# EXERCISE INSTRUCTIONS:
List every line in the records below that contains the string "player", and treat uppercase and lowercase as different.

# SUPPLIED RECORDS:
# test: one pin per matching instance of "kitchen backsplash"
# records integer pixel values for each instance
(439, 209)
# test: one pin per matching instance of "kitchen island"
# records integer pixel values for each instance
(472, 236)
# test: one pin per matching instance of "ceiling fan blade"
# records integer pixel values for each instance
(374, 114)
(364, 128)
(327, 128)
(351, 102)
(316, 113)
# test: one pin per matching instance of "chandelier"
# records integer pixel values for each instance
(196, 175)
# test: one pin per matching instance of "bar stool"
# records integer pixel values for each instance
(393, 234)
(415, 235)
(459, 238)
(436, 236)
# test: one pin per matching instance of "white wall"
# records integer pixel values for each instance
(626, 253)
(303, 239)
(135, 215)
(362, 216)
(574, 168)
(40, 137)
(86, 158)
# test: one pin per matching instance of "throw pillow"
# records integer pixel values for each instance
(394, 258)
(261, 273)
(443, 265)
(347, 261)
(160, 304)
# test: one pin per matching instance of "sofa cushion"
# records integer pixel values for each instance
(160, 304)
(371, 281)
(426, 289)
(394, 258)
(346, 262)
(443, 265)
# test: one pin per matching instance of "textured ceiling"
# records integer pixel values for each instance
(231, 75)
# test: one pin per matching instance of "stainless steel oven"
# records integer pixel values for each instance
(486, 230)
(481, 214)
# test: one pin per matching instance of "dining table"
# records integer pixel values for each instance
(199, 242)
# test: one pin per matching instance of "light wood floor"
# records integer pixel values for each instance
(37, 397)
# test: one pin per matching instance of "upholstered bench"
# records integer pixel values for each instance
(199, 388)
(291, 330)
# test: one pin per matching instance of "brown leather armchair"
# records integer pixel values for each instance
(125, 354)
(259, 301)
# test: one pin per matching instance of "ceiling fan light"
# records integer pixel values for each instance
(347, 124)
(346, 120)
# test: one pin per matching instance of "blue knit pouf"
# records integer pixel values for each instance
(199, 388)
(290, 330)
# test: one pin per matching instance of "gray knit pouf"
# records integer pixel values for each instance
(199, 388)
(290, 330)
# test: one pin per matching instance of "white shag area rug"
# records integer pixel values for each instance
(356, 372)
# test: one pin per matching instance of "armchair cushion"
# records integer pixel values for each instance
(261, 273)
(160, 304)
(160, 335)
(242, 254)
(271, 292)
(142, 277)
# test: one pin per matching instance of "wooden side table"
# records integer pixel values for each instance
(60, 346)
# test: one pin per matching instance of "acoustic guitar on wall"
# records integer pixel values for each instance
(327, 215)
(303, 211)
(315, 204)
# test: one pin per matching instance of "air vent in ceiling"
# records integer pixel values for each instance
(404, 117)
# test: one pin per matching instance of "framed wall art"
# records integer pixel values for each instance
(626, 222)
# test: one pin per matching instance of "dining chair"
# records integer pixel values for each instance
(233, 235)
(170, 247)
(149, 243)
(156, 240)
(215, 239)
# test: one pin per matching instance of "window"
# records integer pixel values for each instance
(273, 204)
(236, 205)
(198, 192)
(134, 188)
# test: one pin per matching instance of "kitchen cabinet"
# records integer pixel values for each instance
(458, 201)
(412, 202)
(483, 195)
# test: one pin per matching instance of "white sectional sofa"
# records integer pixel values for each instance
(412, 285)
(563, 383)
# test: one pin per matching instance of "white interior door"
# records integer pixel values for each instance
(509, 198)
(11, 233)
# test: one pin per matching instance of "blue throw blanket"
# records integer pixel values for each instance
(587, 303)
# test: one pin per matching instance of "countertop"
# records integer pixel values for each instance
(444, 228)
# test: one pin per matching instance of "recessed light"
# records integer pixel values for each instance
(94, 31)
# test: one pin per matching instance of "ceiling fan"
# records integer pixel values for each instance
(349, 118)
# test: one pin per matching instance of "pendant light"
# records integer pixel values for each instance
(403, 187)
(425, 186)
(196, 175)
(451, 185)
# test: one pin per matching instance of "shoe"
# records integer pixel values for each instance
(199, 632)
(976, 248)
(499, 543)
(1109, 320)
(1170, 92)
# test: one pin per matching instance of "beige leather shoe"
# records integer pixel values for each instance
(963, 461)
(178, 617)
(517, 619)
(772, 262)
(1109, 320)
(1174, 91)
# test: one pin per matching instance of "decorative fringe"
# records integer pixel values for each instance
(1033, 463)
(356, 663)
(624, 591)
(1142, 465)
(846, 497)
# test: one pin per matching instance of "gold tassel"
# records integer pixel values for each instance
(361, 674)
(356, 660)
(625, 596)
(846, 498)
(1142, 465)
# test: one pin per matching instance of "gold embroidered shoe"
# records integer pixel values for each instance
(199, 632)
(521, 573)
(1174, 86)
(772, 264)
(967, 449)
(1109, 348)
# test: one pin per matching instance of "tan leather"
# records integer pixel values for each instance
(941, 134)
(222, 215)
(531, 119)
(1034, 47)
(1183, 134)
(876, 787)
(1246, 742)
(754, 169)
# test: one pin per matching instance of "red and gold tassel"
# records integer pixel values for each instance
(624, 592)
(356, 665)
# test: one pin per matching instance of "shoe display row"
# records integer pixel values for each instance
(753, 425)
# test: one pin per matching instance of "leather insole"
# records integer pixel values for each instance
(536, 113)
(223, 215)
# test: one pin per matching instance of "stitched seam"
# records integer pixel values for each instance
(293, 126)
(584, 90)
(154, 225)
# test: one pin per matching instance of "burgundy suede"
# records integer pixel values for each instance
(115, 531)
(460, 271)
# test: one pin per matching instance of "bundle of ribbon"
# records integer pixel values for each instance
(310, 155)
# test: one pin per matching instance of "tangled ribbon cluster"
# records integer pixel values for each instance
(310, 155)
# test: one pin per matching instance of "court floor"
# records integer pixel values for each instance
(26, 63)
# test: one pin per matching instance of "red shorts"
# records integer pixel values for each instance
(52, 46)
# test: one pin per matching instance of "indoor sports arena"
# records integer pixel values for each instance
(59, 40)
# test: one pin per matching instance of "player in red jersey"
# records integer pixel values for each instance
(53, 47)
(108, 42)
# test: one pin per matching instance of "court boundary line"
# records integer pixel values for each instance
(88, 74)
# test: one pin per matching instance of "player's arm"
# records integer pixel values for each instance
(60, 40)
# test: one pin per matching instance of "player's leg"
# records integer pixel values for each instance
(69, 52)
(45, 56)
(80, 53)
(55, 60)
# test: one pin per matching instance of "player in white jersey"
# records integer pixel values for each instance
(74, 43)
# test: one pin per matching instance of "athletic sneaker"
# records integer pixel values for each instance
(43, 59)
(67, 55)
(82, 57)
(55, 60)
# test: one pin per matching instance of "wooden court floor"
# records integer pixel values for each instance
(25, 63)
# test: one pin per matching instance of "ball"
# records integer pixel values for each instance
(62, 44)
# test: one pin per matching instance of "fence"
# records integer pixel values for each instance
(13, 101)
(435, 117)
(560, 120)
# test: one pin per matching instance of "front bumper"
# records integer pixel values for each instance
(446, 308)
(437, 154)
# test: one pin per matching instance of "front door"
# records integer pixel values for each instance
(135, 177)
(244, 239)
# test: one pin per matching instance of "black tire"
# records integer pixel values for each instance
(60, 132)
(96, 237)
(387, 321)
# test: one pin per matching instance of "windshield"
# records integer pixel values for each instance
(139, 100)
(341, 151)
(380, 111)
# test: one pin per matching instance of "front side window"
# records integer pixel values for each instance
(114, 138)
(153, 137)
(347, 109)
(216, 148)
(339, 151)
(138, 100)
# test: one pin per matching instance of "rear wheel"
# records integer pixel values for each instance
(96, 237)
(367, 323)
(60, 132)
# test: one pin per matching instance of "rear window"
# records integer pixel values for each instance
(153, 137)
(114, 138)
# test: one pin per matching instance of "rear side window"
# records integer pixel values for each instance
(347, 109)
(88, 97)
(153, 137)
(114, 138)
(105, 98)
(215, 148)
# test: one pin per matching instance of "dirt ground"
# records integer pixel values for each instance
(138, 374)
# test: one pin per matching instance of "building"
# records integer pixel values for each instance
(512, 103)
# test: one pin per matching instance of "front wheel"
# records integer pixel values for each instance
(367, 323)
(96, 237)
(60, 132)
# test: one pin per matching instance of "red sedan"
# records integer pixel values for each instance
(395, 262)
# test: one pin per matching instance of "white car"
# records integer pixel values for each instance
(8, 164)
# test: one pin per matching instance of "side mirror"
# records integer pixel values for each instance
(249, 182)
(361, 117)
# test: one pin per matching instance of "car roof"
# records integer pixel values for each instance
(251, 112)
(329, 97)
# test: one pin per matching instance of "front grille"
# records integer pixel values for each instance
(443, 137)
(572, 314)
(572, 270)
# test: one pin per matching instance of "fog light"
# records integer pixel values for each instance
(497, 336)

# ANSWER BELOW:
# test: one pin per matching instance of "player in red jersey"
# test: one pin per matching instance of "player's arm"
# test: one pin per matching instance of "player's leg"
# test: one pin per matching instance of "player in white jersey"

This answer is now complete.